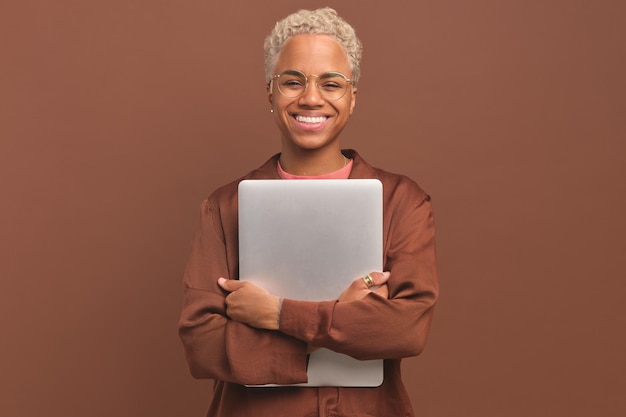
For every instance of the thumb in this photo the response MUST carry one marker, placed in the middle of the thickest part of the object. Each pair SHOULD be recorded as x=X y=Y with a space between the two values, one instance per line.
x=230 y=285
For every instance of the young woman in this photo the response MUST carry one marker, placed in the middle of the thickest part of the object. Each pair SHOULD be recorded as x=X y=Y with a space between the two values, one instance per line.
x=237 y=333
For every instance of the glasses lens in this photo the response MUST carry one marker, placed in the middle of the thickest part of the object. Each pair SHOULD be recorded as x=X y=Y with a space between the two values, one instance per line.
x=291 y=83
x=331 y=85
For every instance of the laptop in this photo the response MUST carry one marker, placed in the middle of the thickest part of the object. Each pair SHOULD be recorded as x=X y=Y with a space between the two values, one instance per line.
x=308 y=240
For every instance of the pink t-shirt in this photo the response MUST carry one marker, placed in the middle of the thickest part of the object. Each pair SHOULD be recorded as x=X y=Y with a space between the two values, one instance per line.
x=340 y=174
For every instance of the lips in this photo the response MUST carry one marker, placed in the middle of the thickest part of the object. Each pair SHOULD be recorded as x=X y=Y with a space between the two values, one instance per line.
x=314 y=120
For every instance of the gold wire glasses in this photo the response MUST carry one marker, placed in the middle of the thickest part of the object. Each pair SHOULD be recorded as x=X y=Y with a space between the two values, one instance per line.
┄┄┄┄┄┄
— THE TASK —
Return all of the entries above word for word, omitting the pictures.

— SOLUTION TO THE EXERCISE —
For every instance of the thumb in this photo the response MUST carry one marker, placed in the middle of the thickest part of the object. Each pair SHOULD be recorded as x=X y=Y with a space between the two values, one instance per line.
x=230 y=285
For every instance of the young woman in this photo the response MUST carry one marker, placed in the middle of the thickest part of the object. Each pair SHOULD be recorded as x=X y=Y with a space between the two values, one instance per line.
x=237 y=333
For every instance of the glasses lens in this photo the response MUST carry one marker, placed in the middle of the thickest part of the object. Each pair SHOULD be recorded as x=X y=Y with a space between the two values, one instance per line.
x=291 y=83
x=331 y=85
For every instance of the laptop in this photo the response MUST carry one marker, placed in the middle of the thickest part of the object. Each pair SHOULD be recorded as x=X y=Y with a space between the two values, one instance per line.
x=308 y=240
For every instance of the pink t-shirt in this photo the response MUST carry one marker, placed in the middle of the thickest part of the object. Each pair SHOULD be recorded as x=X y=Y with a space between the two values, one instance per line.
x=340 y=174
For every instance of the lips in this photo the response MUST carry one marker, placed in the middle of the thickest part of the object. Each pair SHOULD be recorded as x=X y=Y with a space between the two values, one instance per line.
x=314 y=120
For every instance of the gold wire glasses in this photo the response MUST carry one marker, placed in the middle of the thickest part of the object. Each pair SHOULD be recorded as x=X y=Y with a space between the two values, one instance per line.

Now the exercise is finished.